→ **Brief**
Reproduce the data below with every instance of "keypoint" changed to "marker" and all other text left unchanged. Leave the pictures out of the answer.

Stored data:
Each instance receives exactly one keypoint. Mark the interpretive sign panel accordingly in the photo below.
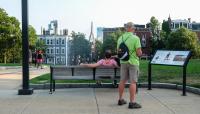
(164, 57)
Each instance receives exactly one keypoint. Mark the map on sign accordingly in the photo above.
(170, 57)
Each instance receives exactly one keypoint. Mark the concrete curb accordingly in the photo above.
(109, 85)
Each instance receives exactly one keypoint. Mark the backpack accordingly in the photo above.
(123, 51)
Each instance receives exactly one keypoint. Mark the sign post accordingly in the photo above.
(170, 58)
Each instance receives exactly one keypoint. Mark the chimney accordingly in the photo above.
(189, 19)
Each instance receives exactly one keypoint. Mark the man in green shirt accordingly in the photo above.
(130, 68)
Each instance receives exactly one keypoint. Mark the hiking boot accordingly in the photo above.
(121, 102)
(134, 105)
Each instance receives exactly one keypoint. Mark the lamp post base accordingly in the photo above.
(25, 91)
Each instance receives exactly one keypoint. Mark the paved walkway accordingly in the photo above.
(97, 101)
(89, 100)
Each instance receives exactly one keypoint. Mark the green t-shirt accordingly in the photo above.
(133, 43)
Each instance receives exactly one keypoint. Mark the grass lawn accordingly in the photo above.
(164, 74)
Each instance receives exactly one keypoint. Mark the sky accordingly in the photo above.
(77, 15)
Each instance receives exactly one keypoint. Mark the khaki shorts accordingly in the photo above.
(129, 71)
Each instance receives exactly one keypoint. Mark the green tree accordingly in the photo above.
(154, 26)
(183, 39)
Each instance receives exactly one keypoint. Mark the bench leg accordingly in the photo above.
(53, 85)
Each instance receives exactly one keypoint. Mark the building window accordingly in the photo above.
(47, 50)
(47, 41)
(63, 41)
(52, 51)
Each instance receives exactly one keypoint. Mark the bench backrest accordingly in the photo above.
(99, 72)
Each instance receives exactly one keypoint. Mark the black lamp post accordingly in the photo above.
(25, 48)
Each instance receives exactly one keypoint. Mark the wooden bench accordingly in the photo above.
(82, 73)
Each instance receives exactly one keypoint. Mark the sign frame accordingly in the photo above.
(184, 60)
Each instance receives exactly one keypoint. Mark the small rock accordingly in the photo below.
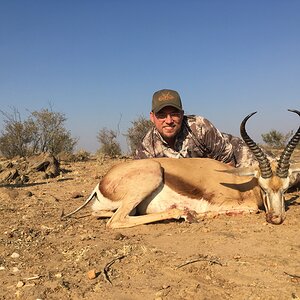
(20, 284)
(28, 194)
(119, 236)
(76, 195)
(91, 274)
(15, 255)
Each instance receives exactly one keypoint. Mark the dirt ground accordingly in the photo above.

→ **Finished task**
Each instance receives exactly one marker. Mark the interpretive sign panel accordingly in the photo below.
(164, 57)
Each instance receives exactly one marker. Mark the map on sign accordingly in the photo above.
(170, 57)
Each instance receives exactly one marker. Mark the concrete curb accordingly in the photo above.
(109, 85)
Each instance receives exactly one marker. Mark the backpack accordingly in the photo above.
(123, 51)
Each instance receives exactly one marker. Mark the sign post accordingly in the photo above.
(170, 58)
Each instance receives exactly one marker. Mark the chimney accordingly in the photo above.
(189, 19)
Each instance receives exactly one marker. Mark the man in green shirt accordingly in the photo above.
(130, 68)
Each instance receives exactly one marker. Mark the hiking boot accordingly in the photo above.
(121, 102)
(134, 105)
Each instance receives exactly one marker. Mark the lamp post base accordingly in the photo above.
(25, 91)
Each instance receives exactly one marker. Mark the paved walkway accordingly in the photo above.
(97, 101)
(89, 100)
Each instance receives exactly one marker. Mark the green t-shirt accordingly in the photo above.
(133, 43)
Each instance receives exactly one marker. Mark the grass lawn accordingly in the photo above.
(164, 74)
Each instance receives exactly one marker. Mark the sky accordingly in the photo above.
(77, 15)
Each instance receives exactly one marker. Mark the khaki shorts accordingly in the photo above.
(129, 71)
Each instance receives exactly one marker. Mark the green tree accordingly in the photo above.
(154, 26)
(183, 39)
Each instance receives exactly one marker. Mark the bench leg accordingly in the photo above.
(53, 85)
Each instance receives exactly one marker. Mark the building window accordingly in the photo above.
(47, 50)
(47, 41)
(63, 41)
(52, 51)
Each instance receives exactly one marker. Mark the bench backrest accordingly in the photo above.
(99, 72)
Each instance receives exactly one marker. Mark the black lamp post accordingly in the photo above.
(25, 48)
Each instance receives exactly one marker. Mark the wooden bench accordingly in the photo above.
(82, 73)
Each instance receives exactly one marker. Mark the sign frame accordingly in the photo above.
(184, 60)
Each instance receives exactly one marker. Mark the small rock accordingly in the photo below.
(20, 284)
(28, 194)
(119, 236)
(76, 195)
(91, 274)
(15, 255)
Each instance receives exactly one marker. Mark the dirt ground accordingly in the photo above.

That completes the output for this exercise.